Referring expression data
────────

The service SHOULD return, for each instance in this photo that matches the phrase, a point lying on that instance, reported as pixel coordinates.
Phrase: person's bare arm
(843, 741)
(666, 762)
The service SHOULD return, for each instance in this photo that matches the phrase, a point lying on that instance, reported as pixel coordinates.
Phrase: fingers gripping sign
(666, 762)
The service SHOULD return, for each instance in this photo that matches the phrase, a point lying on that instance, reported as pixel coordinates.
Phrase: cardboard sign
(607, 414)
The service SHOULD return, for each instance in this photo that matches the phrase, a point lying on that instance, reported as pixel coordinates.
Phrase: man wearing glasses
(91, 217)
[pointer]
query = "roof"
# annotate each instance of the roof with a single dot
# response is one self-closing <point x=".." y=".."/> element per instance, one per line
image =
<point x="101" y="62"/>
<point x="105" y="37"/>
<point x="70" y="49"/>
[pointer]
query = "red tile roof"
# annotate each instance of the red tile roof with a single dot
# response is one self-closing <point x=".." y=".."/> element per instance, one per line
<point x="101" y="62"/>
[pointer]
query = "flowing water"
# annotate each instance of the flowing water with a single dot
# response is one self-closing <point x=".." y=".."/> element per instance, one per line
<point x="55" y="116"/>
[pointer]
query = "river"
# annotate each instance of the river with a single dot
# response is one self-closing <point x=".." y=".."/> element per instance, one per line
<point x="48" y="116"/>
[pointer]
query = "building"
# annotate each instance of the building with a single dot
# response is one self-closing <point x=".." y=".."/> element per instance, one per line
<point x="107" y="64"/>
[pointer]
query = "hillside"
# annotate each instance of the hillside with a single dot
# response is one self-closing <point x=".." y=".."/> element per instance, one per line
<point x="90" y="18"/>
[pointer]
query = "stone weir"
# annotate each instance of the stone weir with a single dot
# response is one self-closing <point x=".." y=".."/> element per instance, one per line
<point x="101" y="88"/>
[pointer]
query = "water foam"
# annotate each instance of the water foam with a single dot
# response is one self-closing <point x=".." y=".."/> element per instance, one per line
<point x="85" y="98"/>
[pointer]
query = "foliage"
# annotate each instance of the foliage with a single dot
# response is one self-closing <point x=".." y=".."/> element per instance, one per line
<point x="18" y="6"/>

────────

Before answering, check every line of the records for the string "weir", then state how many lines have it, with the number only.

# [EXERCISE RESULT]
2